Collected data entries
-*-*-
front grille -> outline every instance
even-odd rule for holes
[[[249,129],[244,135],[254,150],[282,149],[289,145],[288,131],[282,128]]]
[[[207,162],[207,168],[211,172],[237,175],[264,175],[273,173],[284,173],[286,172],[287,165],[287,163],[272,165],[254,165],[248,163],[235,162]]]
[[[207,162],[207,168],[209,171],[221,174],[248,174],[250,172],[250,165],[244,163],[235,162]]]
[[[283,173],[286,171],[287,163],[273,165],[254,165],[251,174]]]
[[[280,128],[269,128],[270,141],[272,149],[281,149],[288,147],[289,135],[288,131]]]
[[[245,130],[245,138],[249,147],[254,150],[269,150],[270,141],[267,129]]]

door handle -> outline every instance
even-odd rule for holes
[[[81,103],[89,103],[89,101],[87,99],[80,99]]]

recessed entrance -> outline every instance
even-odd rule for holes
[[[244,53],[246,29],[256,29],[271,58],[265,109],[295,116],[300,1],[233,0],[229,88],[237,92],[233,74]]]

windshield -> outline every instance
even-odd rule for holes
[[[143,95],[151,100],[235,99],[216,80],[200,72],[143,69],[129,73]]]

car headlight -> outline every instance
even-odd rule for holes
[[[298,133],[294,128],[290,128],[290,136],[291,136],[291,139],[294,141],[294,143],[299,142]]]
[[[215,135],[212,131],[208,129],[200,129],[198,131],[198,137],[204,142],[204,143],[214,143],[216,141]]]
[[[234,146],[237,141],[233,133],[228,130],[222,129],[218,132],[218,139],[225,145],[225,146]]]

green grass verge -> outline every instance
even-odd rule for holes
-*-*-
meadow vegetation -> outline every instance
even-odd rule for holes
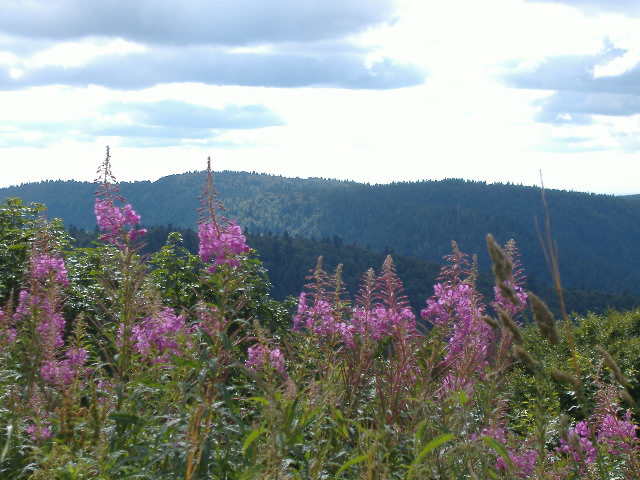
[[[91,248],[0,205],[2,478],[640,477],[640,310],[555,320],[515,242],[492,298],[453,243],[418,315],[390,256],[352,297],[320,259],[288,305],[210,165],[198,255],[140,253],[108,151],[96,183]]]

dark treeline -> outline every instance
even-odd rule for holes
-*-*-
* TASK REQUIREMENTS
In the entries above, find every line with the word "outline" and list it.

* PROBLEM SOLUTION
front grille -> outline every instance
door handle -> outline every instance
recessed entrance -> outline every instance
windshield -> outline every instance
car headlight -> outline every instance
green grass verge -> outline every instance
meadow vegetation -> outline every instance
dark treeline -> outline every instance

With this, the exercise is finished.